_ÜBUNGSAUFGABEN_
[A] Schreiben Sie den Abschnitt des Ausgangstexts ab, der bei „Niemand weiß, wann“ beginnt und bei „gesamte nächste Jahr.“ endet.
[B] Führen Sie sämtliche finiten Verbformen im Konjunktiv I auf, die im Ausgangstext vorkommen.

_AUSGANGSTEXT_
----

Niemand weiß, wann die Fallzahlen wieder runtergehen. Es ist deshalb sehr realistisch, dass die Einschränkung der Freihheitsrechte in den nächsten Monaten fortbestehen. Vielleicht sogar das gesamte nächste Jahr.
Der FDP-Generalsekretär Volker Wissing geht davon aus, dass der ab Mittwoch geltende Lockdown über den 10. Januar hinaus verlängert wird.
"Es ist nicht sehr wahrscheinlich, dass wir den Lockdown am 10. Januar beenden werden", sagte Wissing der "Bild". Das Infektionsgeschehen sei sehr hoch. Man werde erst in zwei Wochen erkennen, ob der Lockdown das Infektionsgeschehen verändere. Wissing forderte die Bundesregierung zugleich auf, eine längerfristige Strategie im Kampf gegen Corona vorzulegen.

----

_Daten zu referenzierenden Ausdrücken_

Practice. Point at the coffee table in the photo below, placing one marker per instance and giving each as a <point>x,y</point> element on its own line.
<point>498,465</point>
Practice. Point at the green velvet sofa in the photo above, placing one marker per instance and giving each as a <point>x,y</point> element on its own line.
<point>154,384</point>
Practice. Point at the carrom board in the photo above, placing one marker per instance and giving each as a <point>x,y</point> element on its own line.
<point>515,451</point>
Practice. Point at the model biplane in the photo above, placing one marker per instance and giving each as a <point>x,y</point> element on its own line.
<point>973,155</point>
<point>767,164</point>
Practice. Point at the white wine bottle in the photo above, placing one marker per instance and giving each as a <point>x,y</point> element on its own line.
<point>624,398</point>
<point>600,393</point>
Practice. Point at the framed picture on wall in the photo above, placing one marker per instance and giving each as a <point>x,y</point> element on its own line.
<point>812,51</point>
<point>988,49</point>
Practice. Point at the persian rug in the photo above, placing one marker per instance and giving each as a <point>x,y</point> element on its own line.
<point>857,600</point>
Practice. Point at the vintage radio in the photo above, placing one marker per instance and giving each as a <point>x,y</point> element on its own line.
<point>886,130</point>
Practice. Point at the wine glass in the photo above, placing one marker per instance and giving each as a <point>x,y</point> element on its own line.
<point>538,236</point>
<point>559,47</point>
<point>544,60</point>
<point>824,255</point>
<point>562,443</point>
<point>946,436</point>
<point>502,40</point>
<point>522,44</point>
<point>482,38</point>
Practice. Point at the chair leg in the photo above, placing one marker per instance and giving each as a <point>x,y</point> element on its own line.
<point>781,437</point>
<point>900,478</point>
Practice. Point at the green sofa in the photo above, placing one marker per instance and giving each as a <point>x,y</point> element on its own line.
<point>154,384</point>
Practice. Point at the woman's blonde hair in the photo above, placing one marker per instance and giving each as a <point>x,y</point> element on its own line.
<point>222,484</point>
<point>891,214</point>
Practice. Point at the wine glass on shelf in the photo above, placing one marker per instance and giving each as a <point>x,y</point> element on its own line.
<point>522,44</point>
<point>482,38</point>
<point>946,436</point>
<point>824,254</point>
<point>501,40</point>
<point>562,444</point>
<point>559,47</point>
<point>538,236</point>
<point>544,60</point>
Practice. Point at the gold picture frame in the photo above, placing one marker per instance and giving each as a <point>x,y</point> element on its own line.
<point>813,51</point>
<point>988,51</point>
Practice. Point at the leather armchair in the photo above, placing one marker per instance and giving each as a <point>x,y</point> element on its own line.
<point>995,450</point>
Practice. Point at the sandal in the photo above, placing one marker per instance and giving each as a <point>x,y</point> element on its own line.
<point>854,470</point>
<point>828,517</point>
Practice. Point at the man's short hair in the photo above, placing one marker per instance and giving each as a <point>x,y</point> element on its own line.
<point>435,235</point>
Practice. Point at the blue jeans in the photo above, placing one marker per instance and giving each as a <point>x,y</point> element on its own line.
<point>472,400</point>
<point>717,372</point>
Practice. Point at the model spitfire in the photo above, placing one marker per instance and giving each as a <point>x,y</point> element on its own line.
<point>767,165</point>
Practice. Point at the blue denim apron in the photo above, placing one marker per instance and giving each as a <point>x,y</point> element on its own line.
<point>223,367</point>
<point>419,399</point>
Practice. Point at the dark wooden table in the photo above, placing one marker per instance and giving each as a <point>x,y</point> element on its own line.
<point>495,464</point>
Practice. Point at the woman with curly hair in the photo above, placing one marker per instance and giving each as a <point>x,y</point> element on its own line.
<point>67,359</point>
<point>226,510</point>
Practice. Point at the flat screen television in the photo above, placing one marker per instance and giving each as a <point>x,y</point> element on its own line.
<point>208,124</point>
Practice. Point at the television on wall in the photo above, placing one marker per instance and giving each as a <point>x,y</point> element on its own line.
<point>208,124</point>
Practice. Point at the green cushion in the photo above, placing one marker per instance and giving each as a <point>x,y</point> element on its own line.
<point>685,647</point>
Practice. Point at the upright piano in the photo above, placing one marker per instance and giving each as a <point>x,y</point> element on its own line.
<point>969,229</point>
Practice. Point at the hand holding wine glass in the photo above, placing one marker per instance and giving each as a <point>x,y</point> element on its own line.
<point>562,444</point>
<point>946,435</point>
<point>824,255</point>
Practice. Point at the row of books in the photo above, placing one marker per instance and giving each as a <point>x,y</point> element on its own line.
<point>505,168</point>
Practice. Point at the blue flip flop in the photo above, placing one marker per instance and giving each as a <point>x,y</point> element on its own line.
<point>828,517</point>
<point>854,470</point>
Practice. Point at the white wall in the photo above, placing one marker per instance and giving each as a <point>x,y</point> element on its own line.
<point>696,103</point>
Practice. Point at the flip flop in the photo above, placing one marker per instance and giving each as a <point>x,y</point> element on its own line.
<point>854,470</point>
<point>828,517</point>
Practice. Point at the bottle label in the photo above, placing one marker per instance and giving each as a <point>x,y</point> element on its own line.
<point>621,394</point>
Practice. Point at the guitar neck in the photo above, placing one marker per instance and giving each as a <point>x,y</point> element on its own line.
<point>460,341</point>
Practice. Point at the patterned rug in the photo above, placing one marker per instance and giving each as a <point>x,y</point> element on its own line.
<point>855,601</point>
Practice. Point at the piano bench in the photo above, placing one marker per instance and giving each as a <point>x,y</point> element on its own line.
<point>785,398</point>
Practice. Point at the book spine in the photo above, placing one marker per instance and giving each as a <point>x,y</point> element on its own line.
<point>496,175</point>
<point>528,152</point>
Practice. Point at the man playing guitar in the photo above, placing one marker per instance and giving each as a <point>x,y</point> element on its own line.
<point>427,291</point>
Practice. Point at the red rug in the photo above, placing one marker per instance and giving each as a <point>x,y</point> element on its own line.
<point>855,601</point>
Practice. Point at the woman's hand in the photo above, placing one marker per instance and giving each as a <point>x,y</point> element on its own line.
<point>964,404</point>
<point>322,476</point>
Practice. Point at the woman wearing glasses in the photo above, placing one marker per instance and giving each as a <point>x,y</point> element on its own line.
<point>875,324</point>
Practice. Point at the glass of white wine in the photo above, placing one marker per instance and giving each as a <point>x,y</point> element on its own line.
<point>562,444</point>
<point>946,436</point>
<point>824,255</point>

----

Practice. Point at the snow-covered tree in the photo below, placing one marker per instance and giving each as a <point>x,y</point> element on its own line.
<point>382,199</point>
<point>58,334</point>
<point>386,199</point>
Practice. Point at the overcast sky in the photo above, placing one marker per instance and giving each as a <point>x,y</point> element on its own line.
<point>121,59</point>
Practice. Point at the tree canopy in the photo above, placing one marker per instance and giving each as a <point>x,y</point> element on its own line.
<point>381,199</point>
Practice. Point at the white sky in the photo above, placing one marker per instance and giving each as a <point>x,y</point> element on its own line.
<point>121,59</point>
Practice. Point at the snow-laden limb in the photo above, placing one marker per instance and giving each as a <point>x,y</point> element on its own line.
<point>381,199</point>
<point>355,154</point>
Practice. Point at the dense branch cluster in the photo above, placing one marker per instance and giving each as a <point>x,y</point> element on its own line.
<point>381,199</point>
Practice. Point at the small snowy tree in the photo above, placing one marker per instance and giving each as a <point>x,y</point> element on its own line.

----

_LÖSUNGEN_
[A]
Niemand weiß, wann die Fallzahlen wieder runtergehen. Es ist deshalb sehr realistisch, dass die Einschränkung der Freihheitsrechte in den nächsten Monaten fortbestehen. Vielleicht sogar das gesamte nächste Jahr.

[B] sei, werde, verändere